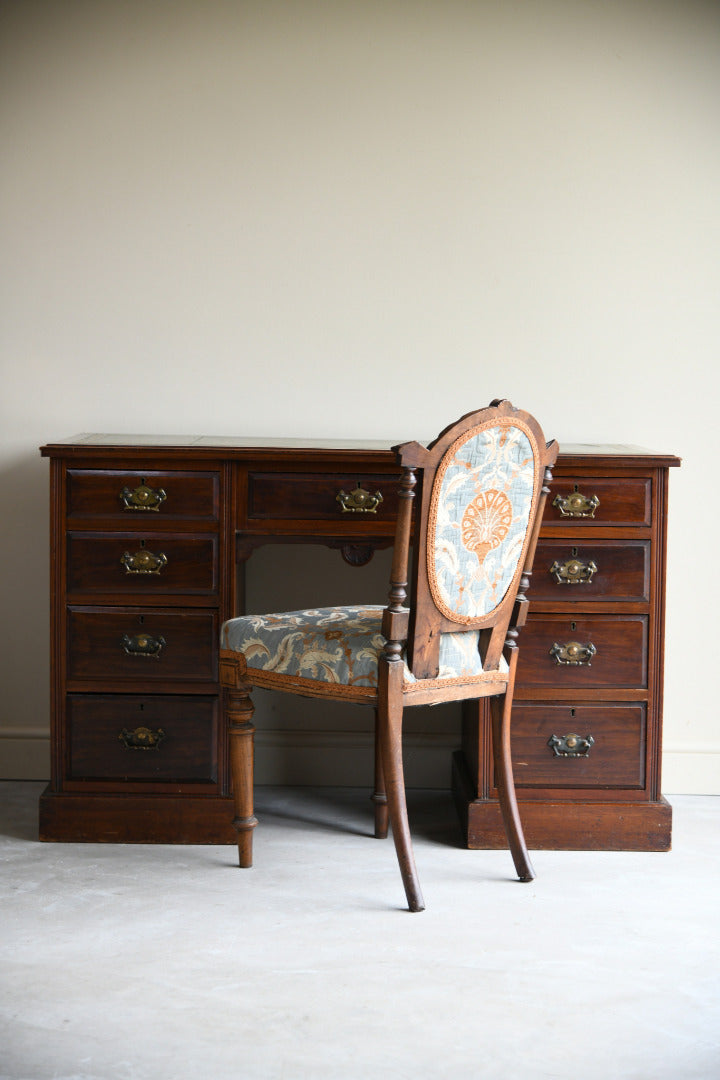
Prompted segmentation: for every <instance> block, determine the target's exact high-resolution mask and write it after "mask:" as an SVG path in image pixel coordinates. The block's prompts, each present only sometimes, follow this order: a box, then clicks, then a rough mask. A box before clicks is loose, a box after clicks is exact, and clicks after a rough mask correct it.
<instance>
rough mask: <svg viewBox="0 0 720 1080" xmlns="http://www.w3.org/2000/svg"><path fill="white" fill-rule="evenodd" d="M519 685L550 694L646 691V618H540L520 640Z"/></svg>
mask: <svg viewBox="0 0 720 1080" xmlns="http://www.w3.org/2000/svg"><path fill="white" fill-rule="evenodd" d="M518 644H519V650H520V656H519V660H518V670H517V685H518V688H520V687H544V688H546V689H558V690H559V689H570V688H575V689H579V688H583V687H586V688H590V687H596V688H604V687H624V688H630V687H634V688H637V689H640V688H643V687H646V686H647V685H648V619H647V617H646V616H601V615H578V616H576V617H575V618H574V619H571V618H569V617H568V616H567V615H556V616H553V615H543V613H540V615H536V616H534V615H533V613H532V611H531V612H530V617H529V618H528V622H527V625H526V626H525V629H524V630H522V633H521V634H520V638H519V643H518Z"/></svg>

::::::

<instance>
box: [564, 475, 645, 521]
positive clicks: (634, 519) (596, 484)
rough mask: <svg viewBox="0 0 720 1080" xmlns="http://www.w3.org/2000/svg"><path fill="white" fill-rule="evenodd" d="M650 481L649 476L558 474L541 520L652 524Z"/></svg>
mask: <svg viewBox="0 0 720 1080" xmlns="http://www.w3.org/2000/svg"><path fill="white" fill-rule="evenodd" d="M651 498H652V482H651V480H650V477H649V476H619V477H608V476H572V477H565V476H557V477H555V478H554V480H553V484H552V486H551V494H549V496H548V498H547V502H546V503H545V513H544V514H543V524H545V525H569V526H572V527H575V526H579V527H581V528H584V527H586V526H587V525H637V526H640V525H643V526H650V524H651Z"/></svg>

::::::

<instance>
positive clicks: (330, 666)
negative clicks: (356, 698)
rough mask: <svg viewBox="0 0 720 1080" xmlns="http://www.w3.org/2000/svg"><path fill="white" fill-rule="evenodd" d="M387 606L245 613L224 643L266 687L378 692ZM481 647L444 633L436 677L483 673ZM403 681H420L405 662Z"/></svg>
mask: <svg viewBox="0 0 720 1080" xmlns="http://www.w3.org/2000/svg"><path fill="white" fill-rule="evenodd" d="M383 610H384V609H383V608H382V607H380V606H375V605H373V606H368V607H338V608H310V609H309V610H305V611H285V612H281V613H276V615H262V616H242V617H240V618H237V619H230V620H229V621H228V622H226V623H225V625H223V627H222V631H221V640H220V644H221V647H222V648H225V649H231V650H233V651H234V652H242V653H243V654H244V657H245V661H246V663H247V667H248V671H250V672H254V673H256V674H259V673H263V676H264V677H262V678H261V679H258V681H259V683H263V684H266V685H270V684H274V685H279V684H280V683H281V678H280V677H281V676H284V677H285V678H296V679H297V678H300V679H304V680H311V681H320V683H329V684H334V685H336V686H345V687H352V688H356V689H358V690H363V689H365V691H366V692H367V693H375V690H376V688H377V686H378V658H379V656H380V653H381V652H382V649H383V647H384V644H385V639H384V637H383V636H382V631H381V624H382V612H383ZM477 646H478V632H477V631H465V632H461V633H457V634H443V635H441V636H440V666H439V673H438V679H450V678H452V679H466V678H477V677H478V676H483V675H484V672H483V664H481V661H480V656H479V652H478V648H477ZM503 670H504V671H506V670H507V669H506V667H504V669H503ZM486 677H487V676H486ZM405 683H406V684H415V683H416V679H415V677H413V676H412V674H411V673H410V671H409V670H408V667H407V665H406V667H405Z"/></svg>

::::::

WHAT THE EXERCISE ASKS:
Copy every line of the material above in which the word "positive" appears.

TASK SOLUTION:
positive clicks: (634, 519) (596, 484)
positive clicks: (330, 666)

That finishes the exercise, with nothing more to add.